- **How to complete this task**: Every line containing "outline" should be copied out. Go through the entries and find them.

- **Data**:
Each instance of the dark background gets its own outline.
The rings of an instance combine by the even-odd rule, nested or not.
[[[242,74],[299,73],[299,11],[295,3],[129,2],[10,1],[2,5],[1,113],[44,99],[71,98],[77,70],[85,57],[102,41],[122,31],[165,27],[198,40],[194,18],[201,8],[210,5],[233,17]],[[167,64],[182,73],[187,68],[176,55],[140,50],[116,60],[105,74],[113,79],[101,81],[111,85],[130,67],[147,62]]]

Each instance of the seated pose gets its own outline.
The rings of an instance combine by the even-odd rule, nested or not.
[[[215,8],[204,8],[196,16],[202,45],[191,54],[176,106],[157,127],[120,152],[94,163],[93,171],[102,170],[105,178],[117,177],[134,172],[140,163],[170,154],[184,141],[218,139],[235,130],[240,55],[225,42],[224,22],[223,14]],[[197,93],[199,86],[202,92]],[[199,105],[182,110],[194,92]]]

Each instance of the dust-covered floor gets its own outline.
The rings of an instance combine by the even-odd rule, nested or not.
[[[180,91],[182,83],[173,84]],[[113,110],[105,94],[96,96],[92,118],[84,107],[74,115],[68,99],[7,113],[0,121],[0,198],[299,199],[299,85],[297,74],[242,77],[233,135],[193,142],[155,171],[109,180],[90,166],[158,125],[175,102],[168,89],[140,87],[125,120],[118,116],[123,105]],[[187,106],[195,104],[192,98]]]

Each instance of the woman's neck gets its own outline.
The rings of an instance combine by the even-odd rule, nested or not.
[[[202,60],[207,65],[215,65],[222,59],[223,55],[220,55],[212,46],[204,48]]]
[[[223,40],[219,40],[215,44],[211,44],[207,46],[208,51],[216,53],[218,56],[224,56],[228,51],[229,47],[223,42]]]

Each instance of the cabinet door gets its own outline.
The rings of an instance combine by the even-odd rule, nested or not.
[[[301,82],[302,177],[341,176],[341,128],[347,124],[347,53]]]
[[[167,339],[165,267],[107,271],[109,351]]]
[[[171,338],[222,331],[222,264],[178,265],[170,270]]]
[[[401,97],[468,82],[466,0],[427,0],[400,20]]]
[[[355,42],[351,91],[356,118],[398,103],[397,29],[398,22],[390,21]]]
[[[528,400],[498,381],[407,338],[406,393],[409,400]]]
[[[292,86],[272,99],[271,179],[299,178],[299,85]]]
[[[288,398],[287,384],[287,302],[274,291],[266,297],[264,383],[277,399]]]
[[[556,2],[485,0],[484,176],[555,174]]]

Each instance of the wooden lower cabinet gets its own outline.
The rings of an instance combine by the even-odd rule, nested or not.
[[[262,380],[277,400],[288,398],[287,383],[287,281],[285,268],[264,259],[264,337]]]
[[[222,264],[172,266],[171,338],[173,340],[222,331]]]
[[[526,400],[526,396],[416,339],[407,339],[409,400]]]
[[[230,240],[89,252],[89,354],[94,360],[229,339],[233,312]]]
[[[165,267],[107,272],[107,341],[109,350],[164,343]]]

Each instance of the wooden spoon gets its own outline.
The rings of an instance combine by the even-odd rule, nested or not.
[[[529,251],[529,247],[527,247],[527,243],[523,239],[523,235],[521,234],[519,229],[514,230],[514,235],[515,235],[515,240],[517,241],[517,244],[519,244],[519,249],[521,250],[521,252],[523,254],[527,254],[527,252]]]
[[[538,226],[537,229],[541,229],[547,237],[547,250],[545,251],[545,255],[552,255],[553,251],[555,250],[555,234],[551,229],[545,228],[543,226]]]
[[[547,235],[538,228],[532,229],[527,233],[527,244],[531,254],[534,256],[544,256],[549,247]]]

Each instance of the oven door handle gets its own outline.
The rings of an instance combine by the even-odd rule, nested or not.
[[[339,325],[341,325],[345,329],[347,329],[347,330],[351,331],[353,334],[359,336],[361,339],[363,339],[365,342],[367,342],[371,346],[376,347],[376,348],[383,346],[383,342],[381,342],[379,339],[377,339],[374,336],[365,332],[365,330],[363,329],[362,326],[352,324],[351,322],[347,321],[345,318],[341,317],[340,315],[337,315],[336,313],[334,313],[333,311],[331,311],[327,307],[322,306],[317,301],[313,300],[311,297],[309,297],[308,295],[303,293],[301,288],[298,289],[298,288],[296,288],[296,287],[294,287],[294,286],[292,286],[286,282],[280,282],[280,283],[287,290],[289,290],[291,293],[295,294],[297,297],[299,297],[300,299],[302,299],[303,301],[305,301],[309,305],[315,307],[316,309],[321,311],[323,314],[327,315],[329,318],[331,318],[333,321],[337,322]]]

- **Solution below**:
Each instance of the dark background gets its own outline.
Each instance of the seated pose gets its own outline.
Each instance of the dust-covered floor gets its own outline.
Each instance of the woman's neck gets its own outline.
Each instance of the cabinet door gets its own outline.
Each instance of the wooden lower cabinet gets its own outline.
Each instance of the wooden spoon gets its own outline.
Each instance of the oven door handle gets its own outline.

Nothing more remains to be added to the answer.